* [TASK TO COMPLETE]: Copy every line of the data that includes the string "rear".
• • •
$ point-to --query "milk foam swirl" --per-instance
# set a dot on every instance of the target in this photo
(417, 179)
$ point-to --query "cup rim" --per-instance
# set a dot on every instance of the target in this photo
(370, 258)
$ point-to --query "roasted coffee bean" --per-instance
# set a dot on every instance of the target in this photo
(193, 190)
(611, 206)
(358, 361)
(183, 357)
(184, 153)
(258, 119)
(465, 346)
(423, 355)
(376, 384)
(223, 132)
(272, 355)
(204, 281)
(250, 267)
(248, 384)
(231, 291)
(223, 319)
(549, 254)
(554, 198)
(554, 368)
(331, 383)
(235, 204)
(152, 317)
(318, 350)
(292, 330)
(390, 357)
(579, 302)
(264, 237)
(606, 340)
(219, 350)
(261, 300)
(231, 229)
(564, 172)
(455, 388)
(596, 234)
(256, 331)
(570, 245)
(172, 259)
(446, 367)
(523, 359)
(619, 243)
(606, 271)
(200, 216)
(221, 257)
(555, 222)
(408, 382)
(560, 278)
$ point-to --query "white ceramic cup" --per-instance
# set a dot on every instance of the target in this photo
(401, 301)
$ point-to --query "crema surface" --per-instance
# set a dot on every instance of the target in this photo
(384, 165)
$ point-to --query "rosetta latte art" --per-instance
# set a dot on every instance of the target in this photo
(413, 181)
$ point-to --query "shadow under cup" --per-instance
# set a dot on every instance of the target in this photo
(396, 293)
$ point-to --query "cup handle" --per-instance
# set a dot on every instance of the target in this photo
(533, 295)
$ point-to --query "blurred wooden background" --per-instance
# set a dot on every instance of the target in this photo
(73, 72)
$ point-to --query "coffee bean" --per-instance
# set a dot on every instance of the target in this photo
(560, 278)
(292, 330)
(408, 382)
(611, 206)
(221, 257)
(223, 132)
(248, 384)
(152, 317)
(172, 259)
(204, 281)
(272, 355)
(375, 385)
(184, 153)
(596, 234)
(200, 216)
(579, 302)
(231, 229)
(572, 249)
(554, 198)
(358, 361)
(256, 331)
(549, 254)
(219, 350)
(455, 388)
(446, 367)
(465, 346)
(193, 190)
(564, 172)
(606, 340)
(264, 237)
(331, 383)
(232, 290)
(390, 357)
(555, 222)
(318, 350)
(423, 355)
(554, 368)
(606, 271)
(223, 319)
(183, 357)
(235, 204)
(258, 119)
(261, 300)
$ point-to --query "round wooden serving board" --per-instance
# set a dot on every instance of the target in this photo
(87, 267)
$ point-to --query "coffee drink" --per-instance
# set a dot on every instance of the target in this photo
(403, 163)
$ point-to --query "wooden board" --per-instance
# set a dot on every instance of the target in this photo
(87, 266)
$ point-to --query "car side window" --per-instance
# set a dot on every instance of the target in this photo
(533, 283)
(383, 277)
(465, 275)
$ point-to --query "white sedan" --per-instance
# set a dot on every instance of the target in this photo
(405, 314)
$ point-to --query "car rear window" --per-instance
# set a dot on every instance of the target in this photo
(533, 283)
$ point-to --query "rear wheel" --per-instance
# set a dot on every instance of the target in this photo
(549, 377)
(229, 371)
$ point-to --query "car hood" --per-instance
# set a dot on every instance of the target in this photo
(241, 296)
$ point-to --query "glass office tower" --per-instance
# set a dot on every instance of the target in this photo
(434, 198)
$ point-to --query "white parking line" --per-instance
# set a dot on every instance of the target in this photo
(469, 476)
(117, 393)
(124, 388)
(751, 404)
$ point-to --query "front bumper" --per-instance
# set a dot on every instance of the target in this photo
• • •
* [TASK SOLUTION]:
$ point-to --query "car rear window" --per-instance
$ point-to --query "rear wheel" --per-instance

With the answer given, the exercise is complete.